▶ **EXERCISE DETAILS**: Resize the items below, from the line containing "One point belongs to every instance of the blue" through the end of the items, and give each of those lines again, requests included. Multiply every x and y coordinate in the answers by 1.1 and round to whole numbers, rounding halves up, but leave the numbers in the requests and their sample points unchanged.

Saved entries
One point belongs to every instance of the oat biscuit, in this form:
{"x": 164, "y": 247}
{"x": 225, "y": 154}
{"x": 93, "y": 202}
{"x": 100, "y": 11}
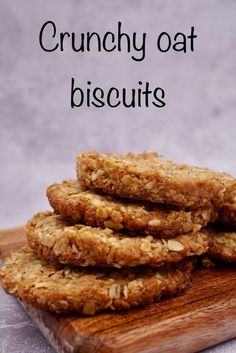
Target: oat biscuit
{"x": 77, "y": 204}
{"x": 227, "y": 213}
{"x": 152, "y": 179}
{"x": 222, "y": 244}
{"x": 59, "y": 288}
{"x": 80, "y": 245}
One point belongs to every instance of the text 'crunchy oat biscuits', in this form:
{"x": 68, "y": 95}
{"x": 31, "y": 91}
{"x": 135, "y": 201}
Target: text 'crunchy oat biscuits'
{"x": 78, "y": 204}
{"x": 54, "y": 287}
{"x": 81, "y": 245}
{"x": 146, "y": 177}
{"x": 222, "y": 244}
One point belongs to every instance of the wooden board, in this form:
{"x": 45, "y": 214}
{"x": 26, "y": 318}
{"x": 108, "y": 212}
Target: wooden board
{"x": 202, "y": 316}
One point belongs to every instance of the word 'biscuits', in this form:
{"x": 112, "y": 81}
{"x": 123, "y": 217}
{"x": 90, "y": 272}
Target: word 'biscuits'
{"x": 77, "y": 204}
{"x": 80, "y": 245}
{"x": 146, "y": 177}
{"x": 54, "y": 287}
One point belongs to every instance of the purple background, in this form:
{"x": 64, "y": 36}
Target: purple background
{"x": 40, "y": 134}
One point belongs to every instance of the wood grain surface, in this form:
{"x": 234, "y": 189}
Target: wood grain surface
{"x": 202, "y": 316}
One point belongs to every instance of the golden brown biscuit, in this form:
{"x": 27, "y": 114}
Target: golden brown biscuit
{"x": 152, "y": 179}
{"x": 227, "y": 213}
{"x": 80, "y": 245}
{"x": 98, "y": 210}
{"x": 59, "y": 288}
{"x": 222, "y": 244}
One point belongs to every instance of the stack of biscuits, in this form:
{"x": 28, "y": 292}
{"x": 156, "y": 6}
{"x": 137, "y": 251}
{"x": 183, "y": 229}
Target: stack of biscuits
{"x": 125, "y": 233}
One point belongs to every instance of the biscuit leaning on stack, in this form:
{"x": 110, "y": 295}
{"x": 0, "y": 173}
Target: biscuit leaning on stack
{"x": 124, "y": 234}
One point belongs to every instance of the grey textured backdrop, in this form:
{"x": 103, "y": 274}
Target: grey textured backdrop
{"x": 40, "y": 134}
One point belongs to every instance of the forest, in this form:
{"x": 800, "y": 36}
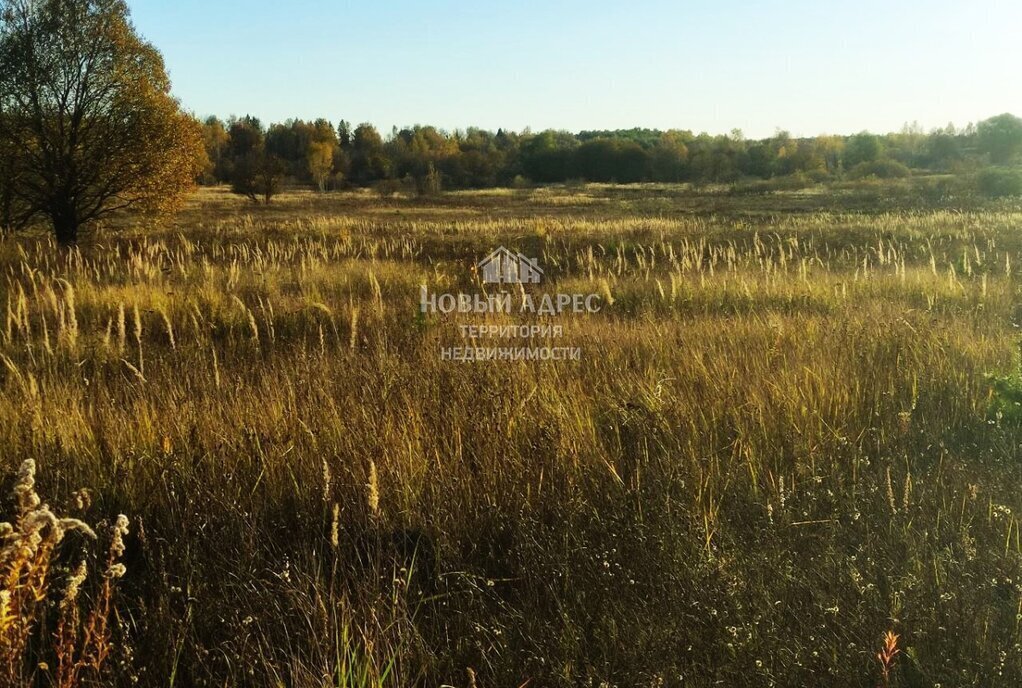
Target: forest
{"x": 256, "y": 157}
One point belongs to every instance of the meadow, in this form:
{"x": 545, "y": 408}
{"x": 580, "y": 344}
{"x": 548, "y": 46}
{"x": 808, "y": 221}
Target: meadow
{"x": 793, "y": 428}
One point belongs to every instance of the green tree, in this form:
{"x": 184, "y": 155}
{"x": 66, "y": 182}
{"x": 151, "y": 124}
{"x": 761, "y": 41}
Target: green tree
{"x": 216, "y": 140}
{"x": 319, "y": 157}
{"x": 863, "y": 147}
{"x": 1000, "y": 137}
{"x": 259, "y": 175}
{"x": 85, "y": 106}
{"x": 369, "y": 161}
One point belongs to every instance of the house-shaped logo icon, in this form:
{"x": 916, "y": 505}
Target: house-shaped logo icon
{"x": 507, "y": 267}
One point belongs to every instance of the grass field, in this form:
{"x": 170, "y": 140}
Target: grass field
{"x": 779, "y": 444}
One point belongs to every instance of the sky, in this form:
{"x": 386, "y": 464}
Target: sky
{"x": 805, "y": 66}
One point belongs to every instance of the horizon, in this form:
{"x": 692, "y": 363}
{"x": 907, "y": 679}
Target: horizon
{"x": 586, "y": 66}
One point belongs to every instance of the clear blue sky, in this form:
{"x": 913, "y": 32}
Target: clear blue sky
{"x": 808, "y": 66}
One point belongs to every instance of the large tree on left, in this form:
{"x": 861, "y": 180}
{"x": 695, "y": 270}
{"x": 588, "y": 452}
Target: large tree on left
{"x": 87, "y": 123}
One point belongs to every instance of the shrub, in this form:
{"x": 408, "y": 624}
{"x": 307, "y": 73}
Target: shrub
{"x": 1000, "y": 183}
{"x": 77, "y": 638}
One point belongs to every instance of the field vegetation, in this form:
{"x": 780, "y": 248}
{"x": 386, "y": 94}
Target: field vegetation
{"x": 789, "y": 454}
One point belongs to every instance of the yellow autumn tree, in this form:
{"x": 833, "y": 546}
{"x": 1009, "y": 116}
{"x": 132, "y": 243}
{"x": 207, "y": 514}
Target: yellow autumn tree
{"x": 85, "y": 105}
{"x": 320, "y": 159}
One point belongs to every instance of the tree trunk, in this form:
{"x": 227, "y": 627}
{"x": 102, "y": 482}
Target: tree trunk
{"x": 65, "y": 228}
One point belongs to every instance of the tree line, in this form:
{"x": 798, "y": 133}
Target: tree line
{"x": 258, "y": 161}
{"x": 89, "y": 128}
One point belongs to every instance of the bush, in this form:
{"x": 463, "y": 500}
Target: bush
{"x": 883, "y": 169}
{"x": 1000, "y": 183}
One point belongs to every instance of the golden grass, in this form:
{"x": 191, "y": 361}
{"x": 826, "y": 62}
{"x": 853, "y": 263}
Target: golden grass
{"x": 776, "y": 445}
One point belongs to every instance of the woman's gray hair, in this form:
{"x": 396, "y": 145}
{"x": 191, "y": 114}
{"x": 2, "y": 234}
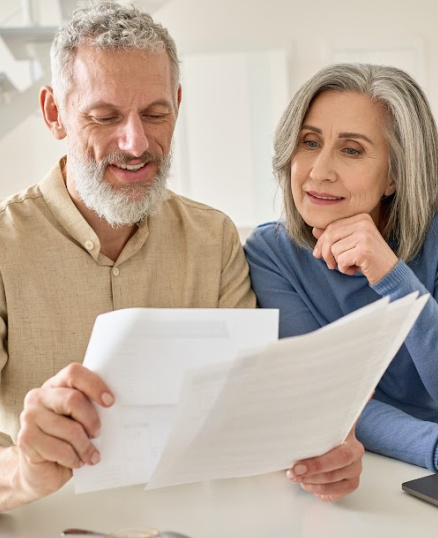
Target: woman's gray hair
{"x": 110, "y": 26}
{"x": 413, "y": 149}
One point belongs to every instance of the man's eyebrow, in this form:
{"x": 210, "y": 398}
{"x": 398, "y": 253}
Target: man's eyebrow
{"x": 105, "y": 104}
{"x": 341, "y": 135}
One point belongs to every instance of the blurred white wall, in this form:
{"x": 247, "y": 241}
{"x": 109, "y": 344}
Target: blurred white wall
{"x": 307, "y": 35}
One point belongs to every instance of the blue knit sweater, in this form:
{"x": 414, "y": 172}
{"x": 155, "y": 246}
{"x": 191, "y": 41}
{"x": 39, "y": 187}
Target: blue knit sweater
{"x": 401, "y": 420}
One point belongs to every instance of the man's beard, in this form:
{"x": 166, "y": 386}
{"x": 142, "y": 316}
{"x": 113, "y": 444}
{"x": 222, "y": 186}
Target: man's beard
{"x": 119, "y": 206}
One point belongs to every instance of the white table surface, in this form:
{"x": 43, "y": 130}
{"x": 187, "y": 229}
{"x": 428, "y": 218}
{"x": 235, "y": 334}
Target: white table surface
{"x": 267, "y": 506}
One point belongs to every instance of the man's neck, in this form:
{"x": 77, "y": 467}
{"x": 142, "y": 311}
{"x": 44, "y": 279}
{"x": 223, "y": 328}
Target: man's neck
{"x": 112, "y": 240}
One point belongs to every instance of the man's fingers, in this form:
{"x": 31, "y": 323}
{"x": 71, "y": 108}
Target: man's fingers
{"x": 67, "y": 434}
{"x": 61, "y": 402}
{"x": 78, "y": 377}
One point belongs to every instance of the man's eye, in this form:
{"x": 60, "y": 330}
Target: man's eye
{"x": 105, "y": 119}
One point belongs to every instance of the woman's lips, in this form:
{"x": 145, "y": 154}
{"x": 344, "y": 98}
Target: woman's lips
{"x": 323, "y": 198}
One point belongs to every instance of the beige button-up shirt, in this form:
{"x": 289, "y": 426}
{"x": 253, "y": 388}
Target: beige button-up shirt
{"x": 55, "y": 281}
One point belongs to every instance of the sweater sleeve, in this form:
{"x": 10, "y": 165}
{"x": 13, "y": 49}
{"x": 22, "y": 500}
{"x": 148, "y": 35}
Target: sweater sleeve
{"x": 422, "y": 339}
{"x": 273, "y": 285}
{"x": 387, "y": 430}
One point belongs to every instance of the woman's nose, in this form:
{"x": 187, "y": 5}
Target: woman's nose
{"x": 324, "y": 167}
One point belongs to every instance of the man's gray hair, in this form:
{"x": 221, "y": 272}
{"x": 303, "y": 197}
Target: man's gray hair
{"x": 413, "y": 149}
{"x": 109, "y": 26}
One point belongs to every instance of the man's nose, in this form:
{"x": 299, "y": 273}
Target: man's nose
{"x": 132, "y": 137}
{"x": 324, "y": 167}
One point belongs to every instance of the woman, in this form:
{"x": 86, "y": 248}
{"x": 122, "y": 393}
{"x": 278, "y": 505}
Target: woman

▶ **TASK ANSWER**:
One point belongs to every instance of the blue knit sweater, in this form:
{"x": 414, "y": 172}
{"x": 155, "y": 246}
{"x": 191, "y": 41}
{"x": 39, "y": 187}
Target: blue knit sweater
{"x": 441, "y": 462}
One point belongs to every instance of the man's beard, in this form:
{"x": 166, "y": 386}
{"x": 142, "y": 316}
{"x": 113, "y": 444}
{"x": 222, "y": 186}
Target: man's beard
{"x": 131, "y": 227}
One point belongs to every instance of the white table surface, in this form:
{"x": 43, "y": 130}
{"x": 187, "y": 229}
{"x": 428, "y": 218}
{"x": 235, "y": 334}
Target: white table surface
{"x": 294, "y": 557}
One point belongs to every instance of the man's neck, in this form:
{"x": 77, "y": 467}
{"x": 142, "y": 311}
{"x": 44, "y": 279}
{"x": 223, "y": 328}
Target: man's neck
{"x": 123, "y": 264}
One point belongs to every instance of the man's fingers, in this form:
{"x": 31, "y": 323}
{"x": 71, "y": 108}
Target: man's fingers
{"x": 74, "y": 477}
{"x": 67, "y": 442}
{"x": 86, "y": 415}
One point belongs to every instance of the man's eye, in this form:
{"x": 60, "y": 330}
Target: man's eye
{"x": 116, "y": 131}
One point belongs to every instance of the woman's lips, in this form:
{"x": 145, "y": 154}
{"x": 344, "y": 98}
Target: woman's lips
{"x": 355, "y": 218}
One point belongs to every instance of the beige button-up shirt, in this form:
{"x": 289, "y": 426}
{"x": 253, "y": 388}
Target: beige button-up shirt
{"x": 61, "y": 309}
One point belongs to every instance of the sweater sleeve, in this form:
{"x": 10, "y": 165}
{"x": 13, "y": 49}
{"x": 22, "y": 500}
{"x": 148, "y": 35}
Target: sweater sleeve
{"x": 464, "y": 373}
{"x": 300, "y": 314}
{"x": 426, "y": 473}
One point belongs to every instance of the woman's nose, in this form:
{"x": 187, "y": 5}
Target: woman's nose
{"x": 356, "y": 184}
One point belongs to every instance of the man's gray hair, in this form:
{"x": 221, "y": 272}
{"x": 303, "y": 197}
Target: man's gray hair
{"x": 454, "y": 164}
{"x": 120, "y": 29}
One point belongs to every instance of the man's nose, in this form:
{"x": 299, "y": 273}
Target: man's nose
{"x": 145, "y": 151}
{"x": 356, "y": 184}
One point belongs to every instance of the woman, in this form:
{"x": 86, "y": 248}
{"x": 122, "y": 393}
{"x": 278, "y": 505}
Target: woman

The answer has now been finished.